• [Activity]: Output all of the records word for word and drop the images.
*** Data provided
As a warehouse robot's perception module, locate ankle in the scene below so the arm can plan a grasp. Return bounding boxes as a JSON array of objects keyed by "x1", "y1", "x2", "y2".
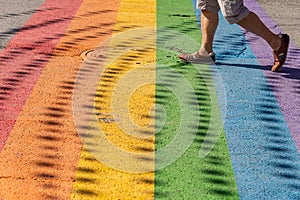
[
  {"x1": 199, "y1": 47, "x2": 213, "y2": 56},
  {"x1": 269, "y1": 35, "x2": 281, "y2": 50}
]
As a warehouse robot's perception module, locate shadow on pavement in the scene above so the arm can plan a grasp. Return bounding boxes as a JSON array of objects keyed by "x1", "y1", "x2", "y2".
[{"x1": 0, "y1": 6, "x2": 125, "y2": 199}]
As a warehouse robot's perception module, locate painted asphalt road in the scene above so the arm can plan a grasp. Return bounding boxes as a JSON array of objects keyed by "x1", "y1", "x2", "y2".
[
  {"x1": 197, "y1": 0, "x2": 300, "y2": 197},
  {"x1": 257, "y1": 0, "x2": 300, "y2": 48},
  {"x1": 0, "y1": 0, "x2": 45, "y2": 148},
  {"x1": 0, "y1": 0, "x2": 83, "y2": 151},
  {"x1": 0, "y1": 0, "x2": 86, "y2": 198},
  {"x1": 0, "y1": 0, "x2": 299, "y2": 199},
  {"x1": 0, "y1": 0, "x2": 45, "y2": 49}
]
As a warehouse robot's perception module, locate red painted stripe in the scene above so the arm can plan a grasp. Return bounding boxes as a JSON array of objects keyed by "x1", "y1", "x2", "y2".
[{"x1": 0, "y1": 0, "x2": 83, "y2": 151}]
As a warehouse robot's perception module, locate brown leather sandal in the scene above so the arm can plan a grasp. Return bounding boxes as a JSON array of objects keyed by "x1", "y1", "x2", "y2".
[{"x1": 272, "y1": 34, "x2": 290, "y2": 72}]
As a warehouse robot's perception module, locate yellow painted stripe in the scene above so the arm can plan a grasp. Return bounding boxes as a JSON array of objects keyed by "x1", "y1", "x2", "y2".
[{"x1": 71, "y1": 0, "x2": 156, "y2": 199}]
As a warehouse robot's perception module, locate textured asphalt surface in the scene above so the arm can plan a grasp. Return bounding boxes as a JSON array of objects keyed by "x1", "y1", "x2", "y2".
[
  {"x1": 0, "y1": 0, "x2": 299, "y2": 199},
  {"x1": 0, "y1": 0, "x2": 44, "y2": 49},
  {"x1": 1, "y1": 1, "x2": 296, "y2": 48},
  {"x1": 257, "y1": 0, "x2": 300, "y2": 48}
]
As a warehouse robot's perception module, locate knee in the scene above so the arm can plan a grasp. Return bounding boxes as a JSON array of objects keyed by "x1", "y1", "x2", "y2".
[{"x1": 221, "y1": 2, "x2": 250, "y2": 24}]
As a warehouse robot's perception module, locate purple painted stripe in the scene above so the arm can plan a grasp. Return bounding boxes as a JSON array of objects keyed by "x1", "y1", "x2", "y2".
[{"x1": 242, "y1": 0, "x2": 300, "y2": 151}]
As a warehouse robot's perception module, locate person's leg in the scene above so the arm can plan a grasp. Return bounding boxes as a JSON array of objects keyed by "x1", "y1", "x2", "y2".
[
  {"x1": 178, "y1": 0, "x2": 219, "y2": 63},
  {"x1": 237, "y1": 12, "x2": 280, "y2": 50},
  {"x1": 218, "y1": 0, "x2": 289, "y2": 71},
  {"x1": 200, "y1": 10, "x2": 219, "y2": 54}
]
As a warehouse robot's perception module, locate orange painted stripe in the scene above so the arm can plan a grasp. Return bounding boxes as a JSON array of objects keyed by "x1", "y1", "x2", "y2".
[{"x1": 0, "y1": 0, "x2": 120, "y2": 199}]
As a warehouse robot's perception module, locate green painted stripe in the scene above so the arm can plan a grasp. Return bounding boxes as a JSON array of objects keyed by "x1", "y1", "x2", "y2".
[{"x1": 155, "y1": 0, "x2": 239, "y2": 199}]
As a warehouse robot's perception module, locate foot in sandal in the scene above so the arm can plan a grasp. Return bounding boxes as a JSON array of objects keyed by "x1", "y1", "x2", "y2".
[
  {"x1": 178, "y1": 48, "x2": 216, "y2": 64},
  {"x1": 272, "y1": 33, "x2": 290, "y2": 72}
]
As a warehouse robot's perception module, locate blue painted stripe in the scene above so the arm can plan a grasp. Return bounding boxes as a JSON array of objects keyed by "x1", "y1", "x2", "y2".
[{"x1": 192, "y1": 1, "x2": 300, "y2": 199}]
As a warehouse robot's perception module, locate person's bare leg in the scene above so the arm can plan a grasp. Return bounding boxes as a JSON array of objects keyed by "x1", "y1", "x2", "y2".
[
  {"x1": 200, "y1": 10, "x2": 219, "y2": 54},
  {"x1": 238, "y1": 11, "x2": 290, "y2": 71},
  {"x1": 237, "y1": 11, "x2": 281, "y2": 50},
  {"x1": 178, "y1": 9, "x2": 219, "y2": 63}
]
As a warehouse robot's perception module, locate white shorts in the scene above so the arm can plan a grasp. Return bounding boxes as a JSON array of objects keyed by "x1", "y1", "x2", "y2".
[{"x1": 197, "y1": 0, "x2": 250, "y2": 24}]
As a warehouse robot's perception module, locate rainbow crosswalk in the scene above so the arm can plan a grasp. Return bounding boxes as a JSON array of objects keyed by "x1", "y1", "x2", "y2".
******
• [Your solution]:
As a warehouse robot's perception module, locate ankle in the scene below so the arm can plan a grasp. Return bounding boxes as a JSON array of objects keyed by "x1", "y1", "x2", "y2".
[
  {"x1": 199, "y1": 47, "x2": 213, "y2": 56},
  {"x1": 269, "y1": 35, "x2": 281, "y2": 50}
]
As a warehouse robot's perception module, locate shadow on pavement in the scene above so the arm can plan a grasp. Return bounding boxes as a JSON array of objects keyed by "x1", "y1", "x2", "y2".
[{"x1": 0, "y1": 6, "x2": 125, "y2": 199}]
As a warehouse robot's perception module, locate painted asphalt road in the scene above so the arm can plan a grasp. Return bounding boxes as a JSON array of objects keyed by "x1", "y1", "x2", "y2".
[
  {"x1": 197, "y1": 0, "x2": 300, "y2": 197},
  {"x1": 257, "y1": 0, "x2": 300, "y2": 48},
  {"x1": 0, "y1": 0, "x2": 45, "y2": 148},
  {"x1": 0, "y1": 0, "x2": 83, "y2": 151},
  {"x1": 0, "y1": 0, "x2": 86, "y2": 198},
  {"x1": 0, "y1": 0, "x2": 299, "y2": 199},
  {"x1": 0, "y1": 0, "x2": 45, "y2": 49}
]
As a warehouse robot's perception module, locate red painted stripe in the scene above so the arm can plan a grasp. Return bounding boxes as a JSON array of objects keyed by "x1", "y1", "x2", "y2".
[{"x1": 0, "y1": 0, "x2": 83, "y2": 151}]
As a warehouse robot's perception module, locate brown leather sandal in the scene above so the arm can plan a grasp. Return bounding boxes as a JSON array of objects keyed by "x1", "y1", "x2", "y2".
[{"x1": 272, "y1": 34, "x2": 290, "y2": 72}]
As a warehouse robot's perception module, locate yellow painted stripe in the scene above so the arm can plan a grasp. Return bounding boxes as a JSON array of objects keyed by "x1", "y1", "x2", "y2".
[{"x1": 71, "y1": 0, "x2": 156, "y2": 199}]
As a warehouse robot's perception module, locate textured asphalt surface in the scene above so the arm can plan a grasp. Return bounding boxes as a JSON array of objects keyed by "x1", "y1", "x2", "y2".
[
  {"x1": 0, "y1": 0, "x2": 299, "y2": 199},
  {"x1": 0, "y1": 0, "x2": 44, "y2": 49},
  {"x1": 1, "y1": 1, "x2": 296, "y2": 48},
  {"x1": 257, "y1": 0, "x2": 300, "y2": 48}
]
As a warehouse robot's perception module, locate knee in the scene above so the arm can plan a grasp. Return bounding boxes as a JSON array of objects keyed by "x1", "y1", "x2", "y2".
[{"x1": 221, "y1": 2, "x2": 250, "y2": 24}]
As a warehouse robot's perception module, locate purple painted stripe in the scene above so the arm can plan a grasp. Return bounding boxes as a JSON array of objects keyed by "x1", "y1", "x2", "y2".
[{"x1": 242, "y1": 0, "x2": 300, "y2": 151}]
As a warehouse robot's perception module, locate person's leg in the scene above so the arm can plan a grasp. Return bounding boxes as a JSON array of objects keyed by "x1", "y1", "x2", "y2".
[
  {"x1": 178, "y1": 0, "x2": 219, "y2": 63},
  {"x1": 237, "y1": 12, "x2": 280, "y2": 50},
  {"x1": 218, "y1": 0, "x2": 289, "y2": 71},
  {"x1": 200, "y1": 10, "x2": 219, "y2": 54}
]
As a warehouse robot's perception module, locate orange painted stripe in the scene above so the arm can plan a grasp. Return bounding boxes as a JSON array of objects keyed by "x1", "y1", "x2", "y2".
[{"x1": 0, "y1": 0, "x2": 120, "y2": 199}]
As a warehouse robot's perception module, locate green painted stripe in the scene above so the arm can plan a grasp. Return bounding boxes as a JSON array of objects keyed by "x1", "y1", "x2", "y2".
[{"x1": 155, "y1": 0, "x2": 239, "y2": 199}]
As a warehouse robot's perception module, locate foot in sandal in the scene above so the arm can plan a grasp. Return bounding boxes as a JSON array of objects keyed by "x1", "y1", "x2", "y2".
[
  {"x1": 178, "y1": 48, "x2": 216, "y2": 64},
  {"x1": 272, "y1": 33, "x2": 290, "y2": 72}
]
As a warehouse robot's perception module, locate blue painted stripe in the scene above so the arm can plan a grasp. Return bounding boxes as a JSON array of objects keyed by "x1", "y1", "x2", "y2".
[{"x1": 192, "y1": 1, "x2": 300, "y2": 199}]
As a warehouse robot's perception module, locate person's bare leg in the scene above so the arm can plan a grasp. Return bounding boxes as a JSON array of objects keyed by "x1", "y1", "x2", "y2".
[
  {"x1": 200, "y1": 10, "x2": 219, "y2": 54},
  {"x1": 238, "y1": 11, "x2": 290, "y2": 71},
  {"x1": 237, "y1": 11, "x2": 281, "y2": 50},
  {"x1": 178, "y1": 9, "x2": 219, "y2": 63}
]
As a warehouse robot's perception module, locate white shorts in the scene above so the arm can plan a grasp. Return bounding boxes as a JSON array of objects keyed by "x1", "y1", "x2", "y2".
[{"x1": 197, "y1": 0, "x2": 250, "y2": 24}]
As a warehouse robot's perception module, locate rainbow crosswalk in the scene above so the arm can plan a grasp. Return bounding boxes as a JSON array of objects keyed by "x1", "y1", "x2", "y2".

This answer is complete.